• _EXTRACTED INFORMATION_
⟨
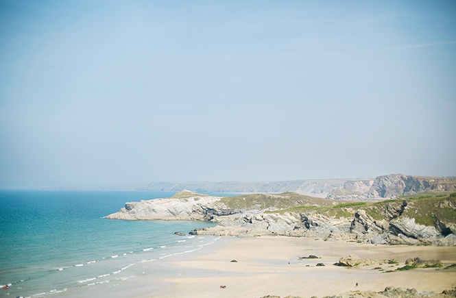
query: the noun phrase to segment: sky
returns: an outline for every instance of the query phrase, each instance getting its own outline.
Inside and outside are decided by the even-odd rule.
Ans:
[[[0,188],[456,175],[454,1],[0,1]]]

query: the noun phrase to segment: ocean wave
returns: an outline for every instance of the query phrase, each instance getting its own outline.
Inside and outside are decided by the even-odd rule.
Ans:
[[[98,277],[98,278],[106,277],[106,276],[109,276],[109,275],[111,275],[111,273],[104,274],[104,275],[98,275],[98,276],[97,276],[97,277]]]
[[[77,282],[79,282],[80,284],[83,284],[84,282],[91,282],[91,281],[95,280],[96,279],[97,279],[97,277],[88,278],[87,280],[78,280]]]
[[[130,265],[125,266],[125,267],[122,268],[121,270],[125,270],[125,269],[126,269],[127,268],[128,268],[128,267],[131,267],[132,266],[134,266],[134,265],[136,265],[136,263],[130,264]]]

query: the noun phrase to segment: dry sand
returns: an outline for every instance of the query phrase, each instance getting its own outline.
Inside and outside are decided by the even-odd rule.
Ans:
[[[322,297],[357,290],[380,291],[388,286],[437,293],[456,286],[456,267],[393,273],[373,270],[378,266],[392,270],[404,266],[407,258],[415,257],[440,260],[445,266],[455,264],[455,247],[372,245],[267,236],[235,238],[228,243],[221,249],[173,262],[173,266],[182,270],[182,278],[163,280],[173,284],[160,291],[166,294],[152,297],[258,298],[275,295]],[[321,258],[298,260],[298,256],[310,254]],[[352,254],[363,259],[394,258],[399,265],[333,266],[340,258]],[[231,262],[233,259],[237,262]],[[320,262],[325,266],[315,266]],[[221,289],[221,285],[226,288]]]

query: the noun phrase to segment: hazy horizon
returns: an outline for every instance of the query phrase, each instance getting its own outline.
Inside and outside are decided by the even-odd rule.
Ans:
[[[456,2],[0,1],[0,188],[456,175]]]

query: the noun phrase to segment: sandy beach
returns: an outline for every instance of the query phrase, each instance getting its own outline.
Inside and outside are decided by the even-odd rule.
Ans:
⟩
• _PROBLEM_
Retype, word for word, the part of the records that starts with the line containing "query: the noun phrase to segment: hazy" and continues through the end of the records.

• _ANSWER TO THE PROBLEM_
query: the noun phrase to segment: hazy horizon
returns: an outline for every instance of the query phrase, each instance getting its own outline.
Inside and outside are decided by the even-odd rule.
Ans:
[[[456,2],[0,1],[0,188],[456,175]]]

query: the noun phrase to segment: sandy beach
returns: an outline for every instance of the query phrase, each instance getting its own outline.
Inside and outside are decided by the even-odd rule.
Ans:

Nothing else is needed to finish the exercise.